Selected text section start
I have a small observational dataset (200 non-treatment, 100 treatment). It is obvious that the cohort of people receiving intervention were already sicker across the board by every metric. They also have worse outcomes. The tricky objective is to assess the role of the intervention.
Originally, I was going to be descriptive, and merely say that clearly the group receiving intervention is sicker (based off of comorbidities) and they happen to have worse outcomes despite intervention. Reading more, propensity score matching (PSM) seems to be the method of choice here.
I did my matching using the MatchIt package in R, (exact matching on 2 variables, nearest neighbor matching on 5 variables, logistic model, no caliper). Exact matching forced me to 90 observations in each group and was necessary because those two variables were most likely indicators of 'sickness' and therefore to be deemed in need of treatment.
Given that my objective is to adjust the two groups as best I can (but doesn't need to be perfect), is it okay if my balance is not great? Comparing slightly imbalanced groups seems better than completely imbalanced groups as in the unprocessed dataset. There are some patients who are just too sick and don't have a counterpart.
I chose no caliper because of the usual bias-variance trade-off; I'd exclude too many observations if I went with a small(er) caliper) which leads to unstable estimates. Given that there is a random component to MatchIt, is the correct approach to simulate it 1000 times and choose the most common matching?
If propensity score matching is not appropriate because of the small sample size (which is contributing to problems (1) and (2), what alternative is there beyond merely descriptive?
After matching, is using chi-square/Fisher's exact test/usual significance testing appropriate for assessing balance? I've seen some papers that suggest that only Average Absolute Difference, Q-Q plot, and small mean differences are okay for assessing the balance. This is best significance testing also depends on sample size. But as I said, so long as the balance is better than the original, that would be good in my opinion. But perhaps I am missing something.
Selected text section end
Records shown section start
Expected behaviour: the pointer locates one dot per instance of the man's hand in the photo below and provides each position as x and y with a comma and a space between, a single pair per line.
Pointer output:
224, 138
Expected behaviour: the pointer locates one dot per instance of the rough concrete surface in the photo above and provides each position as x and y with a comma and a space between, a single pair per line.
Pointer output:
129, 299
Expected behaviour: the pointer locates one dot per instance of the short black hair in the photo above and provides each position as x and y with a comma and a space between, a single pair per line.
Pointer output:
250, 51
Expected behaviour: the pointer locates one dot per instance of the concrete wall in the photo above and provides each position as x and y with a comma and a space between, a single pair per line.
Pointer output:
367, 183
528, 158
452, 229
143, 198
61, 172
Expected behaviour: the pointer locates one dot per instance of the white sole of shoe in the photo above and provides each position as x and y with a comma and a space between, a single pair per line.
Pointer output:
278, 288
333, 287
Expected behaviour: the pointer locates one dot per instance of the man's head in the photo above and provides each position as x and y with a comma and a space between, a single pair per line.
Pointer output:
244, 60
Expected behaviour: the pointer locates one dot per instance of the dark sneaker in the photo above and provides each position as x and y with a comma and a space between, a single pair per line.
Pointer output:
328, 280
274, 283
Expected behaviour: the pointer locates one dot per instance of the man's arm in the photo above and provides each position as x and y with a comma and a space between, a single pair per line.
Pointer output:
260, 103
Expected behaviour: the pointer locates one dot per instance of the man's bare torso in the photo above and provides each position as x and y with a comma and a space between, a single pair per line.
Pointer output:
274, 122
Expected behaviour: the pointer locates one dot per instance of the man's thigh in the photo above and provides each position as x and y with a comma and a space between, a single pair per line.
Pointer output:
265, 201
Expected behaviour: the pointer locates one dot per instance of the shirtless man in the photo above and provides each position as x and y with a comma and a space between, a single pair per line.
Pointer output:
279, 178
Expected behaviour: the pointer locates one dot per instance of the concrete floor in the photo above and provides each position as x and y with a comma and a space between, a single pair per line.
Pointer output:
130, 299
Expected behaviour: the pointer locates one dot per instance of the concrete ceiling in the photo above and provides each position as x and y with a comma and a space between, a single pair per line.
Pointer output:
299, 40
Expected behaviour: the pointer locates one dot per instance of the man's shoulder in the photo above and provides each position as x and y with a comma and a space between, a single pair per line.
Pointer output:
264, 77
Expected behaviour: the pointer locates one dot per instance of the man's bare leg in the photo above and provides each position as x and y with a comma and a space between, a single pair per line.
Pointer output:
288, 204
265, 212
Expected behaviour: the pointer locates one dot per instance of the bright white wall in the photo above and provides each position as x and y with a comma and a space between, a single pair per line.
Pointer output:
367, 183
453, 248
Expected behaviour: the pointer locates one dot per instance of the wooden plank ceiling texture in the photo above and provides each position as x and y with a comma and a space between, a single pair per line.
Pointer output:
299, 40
Records shown section end
▶ [What the task asks] Write out the post on propensity score matching again, starting at "Originally, I was" and ending at "need of treatment.", substituting "treatment" for "intervention".

▶ [Answer to the problem]
Originally, I was going to be descriptive, and merely say that clearly the group receiving treatment is sicker (based off of comorbidities) and they happen to have worse outcomes despite treatment. Reading more, propensity score matching (PSM) seems to be the method of choice here.
I did my matching using the MatchIt package in R, (exact matching on 2 variables, nearest neighbor matching on 5 variables, logistic model, no caliper). Exact matching forced me to 90 observations in each group and was necessary because those two variables were most likely indicators of 'sickness' and therefore to be deemed in need of treatment.